WHAT NEEDS TO BE DONE:
Copy out the lines below, substituting "pile of coins" for every occurrence of "coin stack" and leaving everything else as it is.

TASK INPUT:
.....

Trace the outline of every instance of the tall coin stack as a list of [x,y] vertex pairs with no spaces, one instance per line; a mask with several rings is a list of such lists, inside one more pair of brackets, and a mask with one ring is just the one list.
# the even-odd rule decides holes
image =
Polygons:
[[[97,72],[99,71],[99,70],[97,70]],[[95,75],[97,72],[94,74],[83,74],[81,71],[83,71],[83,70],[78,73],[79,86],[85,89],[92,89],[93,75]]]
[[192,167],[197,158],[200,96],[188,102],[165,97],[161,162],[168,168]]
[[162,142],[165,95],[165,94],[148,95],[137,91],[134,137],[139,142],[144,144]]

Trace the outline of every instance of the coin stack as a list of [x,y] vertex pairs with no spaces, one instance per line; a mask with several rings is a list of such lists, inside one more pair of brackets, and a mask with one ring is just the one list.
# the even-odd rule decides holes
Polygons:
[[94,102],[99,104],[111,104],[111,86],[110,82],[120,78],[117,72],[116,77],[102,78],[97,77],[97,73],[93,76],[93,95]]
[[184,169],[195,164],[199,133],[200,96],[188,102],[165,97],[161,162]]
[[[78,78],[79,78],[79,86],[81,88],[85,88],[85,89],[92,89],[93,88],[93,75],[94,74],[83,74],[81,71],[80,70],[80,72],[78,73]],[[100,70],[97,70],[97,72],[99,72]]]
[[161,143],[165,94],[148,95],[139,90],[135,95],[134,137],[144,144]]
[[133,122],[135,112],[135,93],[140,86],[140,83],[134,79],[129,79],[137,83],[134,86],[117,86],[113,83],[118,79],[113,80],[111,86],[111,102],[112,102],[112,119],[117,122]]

.....

OUTPUT BELOW:
Trace the outline of every instance of the tall pile of coins as a list of [x,y] vertex pairs with no spaces, one instance per line; a mask with several rings is a list of such lists, inside one more pair of brackets, and a mask with one ring is just the one list.
# the even-odd rule decides holes
image =
Polygons:
[[[97,72],[99,71],[99,70],[97,70]],[[95,75],[97,72],[94,74],[83,74],[81,71],[83,71],[83,70],[78,73],[79,86],[85,89],[92,89],[93,75]]]
[[192,167],[197,158],[200,96],[188,102],[165,97],[161,162],[168,168]]
[[162,142],[165,95],[165,94],[148,95],[137,91],[134,137],[139,142],[144,144]]

Trace the outline of every instance of the pile of coins as a list of [x,y] vertex pairs with no spaces, one instance per line; a mask with several rings is a list of such lists, inside one more pair of brackets, and a mask with one ring is just the one list.
# the even-odd rule decides holes
Polygons:
[[94,102],[99,104],[111,104],[111,86],[110,82],[120,78],[117,72],[116,77],[102,78],[97,77],[97,73],[93,76],[93,95]]
[[184,169],[195,164],[199,133],[200,96],[188,102],[165,97],[161,162]]
[[[78,78],[79,78],[79,86],[81,88],[85,88],[85,89],[92,89],[93,88],[93,75],[94,74],[83,74],[81,71],[80,70],[80,72],[78,73]],[[100,70],[97,70],[97,72],[99,72]]]
[[161,143],[165,94],[148,95],[139,90],[135,95],[134,137],[144,144]]
[[133,122],[135,112],[135,93],[140,86],[140,83],[134,79],[129,79],[137,83],[134,86],[117,86],[113,83],[118,79],[113,80],[111,86],[111,102],[112,102],[112,119],[117,122]]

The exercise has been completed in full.